:: Extrait ::

73.
FAREWELL
AGAIN (ANOTHER DAWN) [Kevin
Ayers]
Lors
de l'ultime soirée à la Frog Legs', tous les records de roulages de
patins furent pulvérisés ; dès la première série de slows, on
dansait déjà avec de la bave d'amour jusqu'aux mollets ! Vous
n'avez jamais vu autant de gamins se galocher au milieu des larmes.
La situation était particulièrement tragique pour les petits
couples qui ne vivaient pas dans le même pays (Audrey et Everett) ou
la même région (Emilie et Isidore). Ils se promettaient de s'écrire
chaque jour sans se soucier de pouvoir jurer de la longueur de leur
vœu car
le temps est assassin comme l'on sait...
Les
rares spécimens
qui
n'avaient pas une langue enamourée
s'enroulant
autour de leur
appendice en émoi se
remémoraient les meilleurs moments du séjour. Je
flottais, presque hagard, au-dessus de ces dernières heures de
déluge – perdu dans une nostalgie précoce.
Parfois,
je buvais la tasse, avalant le souffle d'un baiser par-là, gobant un
souvenir par-ci. Le
D.J. montait sans cesse le volume pour tenter de se faire entendre
malgré l'assourdissant
et
merveilleux vacarme adolescent. C'est
que ça en faisait du boucan tant de mômes renversant
leur cœur dans le même sablier. Jagger,
Iggy
ou Bowie pouvaient bien s'égosiller ; pour une fois, ils n'étaient
pas de taille à lutter contre
cette horde rebelle en plein trauma amoureux –
chacun
désirant
écrire
sa propre romance sur la toile électrique.

:::
:: Données fournies ::

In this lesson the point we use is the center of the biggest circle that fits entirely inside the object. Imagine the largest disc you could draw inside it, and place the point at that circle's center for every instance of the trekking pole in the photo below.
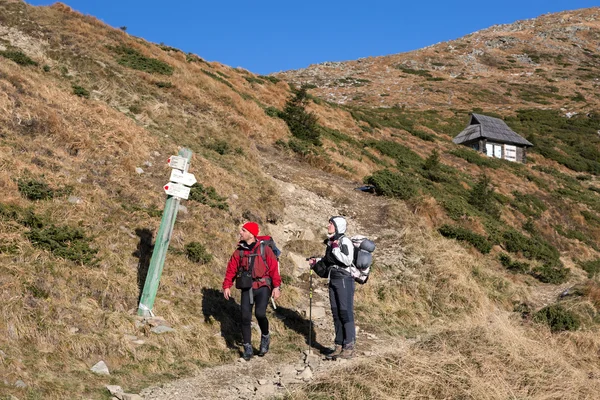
(310, 311)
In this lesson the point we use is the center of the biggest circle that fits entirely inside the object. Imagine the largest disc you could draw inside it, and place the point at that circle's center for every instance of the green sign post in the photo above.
(176, 190)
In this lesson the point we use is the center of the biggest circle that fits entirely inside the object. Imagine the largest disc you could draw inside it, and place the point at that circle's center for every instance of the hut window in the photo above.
(493, 150)
(510, 152)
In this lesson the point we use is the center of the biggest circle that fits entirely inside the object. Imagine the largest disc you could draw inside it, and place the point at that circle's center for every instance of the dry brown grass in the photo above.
(58, 318)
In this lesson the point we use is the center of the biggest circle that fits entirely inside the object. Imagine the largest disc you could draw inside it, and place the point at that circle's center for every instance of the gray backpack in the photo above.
(363, 258)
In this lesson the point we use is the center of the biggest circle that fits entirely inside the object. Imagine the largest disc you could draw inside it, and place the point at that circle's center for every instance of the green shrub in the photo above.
(388, 183)
(220, 146)
(403, 156)
(482, 197)
(419, 72)
(554, 274)
(197, 253)
(480, 242)
(132, 58)
(591, 267)
(513, 266)
(217, 78)
(65, 242)
(287, 279)
(207, 196)
(273, 112)
(18, 56)
(531, 247)
(528, 204)
(163, 84)
(428, 137)
(9, 212)
(476, 158)
(80, 91)
(300, 147)
(269, 78)
(35, 190)
(302, 124)
(591, 217)
(557, 318)
(252, 79)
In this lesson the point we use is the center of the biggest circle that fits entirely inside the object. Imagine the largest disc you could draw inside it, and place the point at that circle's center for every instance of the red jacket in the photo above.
(235, 262)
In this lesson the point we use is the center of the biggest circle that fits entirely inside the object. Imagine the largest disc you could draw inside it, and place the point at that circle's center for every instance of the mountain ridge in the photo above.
(89, 115)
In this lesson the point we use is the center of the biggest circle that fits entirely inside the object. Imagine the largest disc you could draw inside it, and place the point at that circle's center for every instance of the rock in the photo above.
(317, 312)
(74, 200)
(129, 396)
(162, 329)
(20, 384)
(100, 368)
(114, 390)
(266, 390)
(306, 375)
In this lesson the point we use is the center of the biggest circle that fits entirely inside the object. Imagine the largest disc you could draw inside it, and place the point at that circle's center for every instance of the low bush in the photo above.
(65, 242)
(302, 124)
(34, 189)
(531, 247)
(18, 56)
(388, 183)
(197, 253)
(132, 58)
(273, 112)
(480, 242)
(554, 274)
(514, 266)
(591, 267)
(557, 318)
(81, 91)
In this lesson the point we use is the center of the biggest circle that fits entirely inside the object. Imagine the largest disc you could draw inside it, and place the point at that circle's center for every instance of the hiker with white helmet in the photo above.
(337, 262)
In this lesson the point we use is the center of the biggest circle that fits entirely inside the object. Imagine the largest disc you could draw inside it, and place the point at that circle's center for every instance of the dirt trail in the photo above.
(311, 196)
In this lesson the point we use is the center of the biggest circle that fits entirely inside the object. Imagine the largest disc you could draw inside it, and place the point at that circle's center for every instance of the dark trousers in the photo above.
(261, 299)
(341, 298)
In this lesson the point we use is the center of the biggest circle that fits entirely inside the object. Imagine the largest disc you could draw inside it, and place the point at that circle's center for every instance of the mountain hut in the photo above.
(493, 137)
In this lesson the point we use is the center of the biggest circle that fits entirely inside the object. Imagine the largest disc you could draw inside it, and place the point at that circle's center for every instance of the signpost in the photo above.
(176, 190)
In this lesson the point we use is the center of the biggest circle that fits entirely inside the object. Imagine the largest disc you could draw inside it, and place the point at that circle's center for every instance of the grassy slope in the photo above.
(59, 317)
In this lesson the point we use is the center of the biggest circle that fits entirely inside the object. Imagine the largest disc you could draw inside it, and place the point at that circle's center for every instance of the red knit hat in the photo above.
(251, 227)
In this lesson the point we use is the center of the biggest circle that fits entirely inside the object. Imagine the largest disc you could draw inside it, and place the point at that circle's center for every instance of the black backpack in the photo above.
(361, 265)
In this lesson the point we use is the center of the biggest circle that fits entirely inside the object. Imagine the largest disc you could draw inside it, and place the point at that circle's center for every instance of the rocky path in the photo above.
(311, 197)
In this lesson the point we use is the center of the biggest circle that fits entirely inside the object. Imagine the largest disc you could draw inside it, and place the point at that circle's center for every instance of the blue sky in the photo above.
(272, 36)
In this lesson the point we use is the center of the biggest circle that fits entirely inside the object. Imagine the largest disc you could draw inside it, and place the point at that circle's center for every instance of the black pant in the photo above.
(341, 298)
(261, 299)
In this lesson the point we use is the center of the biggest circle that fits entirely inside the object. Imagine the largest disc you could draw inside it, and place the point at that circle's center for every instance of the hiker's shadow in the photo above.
(293, 320)
(144, 254)
(226, 312)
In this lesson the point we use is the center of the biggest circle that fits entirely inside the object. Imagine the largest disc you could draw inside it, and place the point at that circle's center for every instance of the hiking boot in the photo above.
(248, 352)
(265, 340)
(348, 351)
(336, 352)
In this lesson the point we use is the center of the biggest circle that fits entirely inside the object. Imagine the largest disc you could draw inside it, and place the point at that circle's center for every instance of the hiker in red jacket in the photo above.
(255, 269)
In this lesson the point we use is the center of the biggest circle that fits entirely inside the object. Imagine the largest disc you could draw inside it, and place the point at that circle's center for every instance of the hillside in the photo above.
(89, 115)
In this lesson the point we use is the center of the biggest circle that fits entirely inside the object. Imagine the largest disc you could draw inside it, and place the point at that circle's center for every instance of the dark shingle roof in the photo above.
(482, 126)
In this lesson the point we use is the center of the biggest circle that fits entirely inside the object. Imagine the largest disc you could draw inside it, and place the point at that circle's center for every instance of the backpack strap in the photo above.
(251, 261)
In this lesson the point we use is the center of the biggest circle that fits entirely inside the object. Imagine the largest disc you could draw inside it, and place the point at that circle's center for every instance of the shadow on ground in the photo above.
(226, 312)
(293, 320)
(144, 254)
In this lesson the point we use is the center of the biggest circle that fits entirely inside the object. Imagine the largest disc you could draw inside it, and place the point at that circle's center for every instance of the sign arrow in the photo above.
(177, 162)
(177, 190)
(184, 178)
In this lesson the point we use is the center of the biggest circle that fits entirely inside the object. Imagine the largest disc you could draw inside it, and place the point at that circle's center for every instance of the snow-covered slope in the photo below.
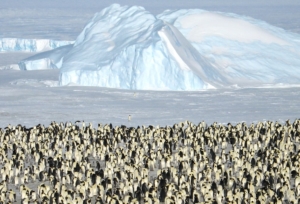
(128, 47)
(30, 45)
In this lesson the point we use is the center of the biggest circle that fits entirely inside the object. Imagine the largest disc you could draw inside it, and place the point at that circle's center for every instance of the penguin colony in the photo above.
(185, 163)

:::

Travail à effectuer:
a: D'après l'extrait, quel petit couple ne vivait pas dans le même pays ?
b: Recopiez fidèlement le passage de l'extrait qui commence par « La situation était » et se poursuit jusqu'à « comme l'on sait... ».

Réponses:
a: Audrey et Everett.

b:
La situation était particulièrement tragique pour les petits
couples qui ne vivaient pas dans le même pays (Audrey et Everett) ou
la même région (Emilie et Isidore). Ils se promettaient de s'écrire
chaque jour sans se soucier de pouvoir jurer de la longueur de leur
vœu car
le temps est assassin comme l'on sait...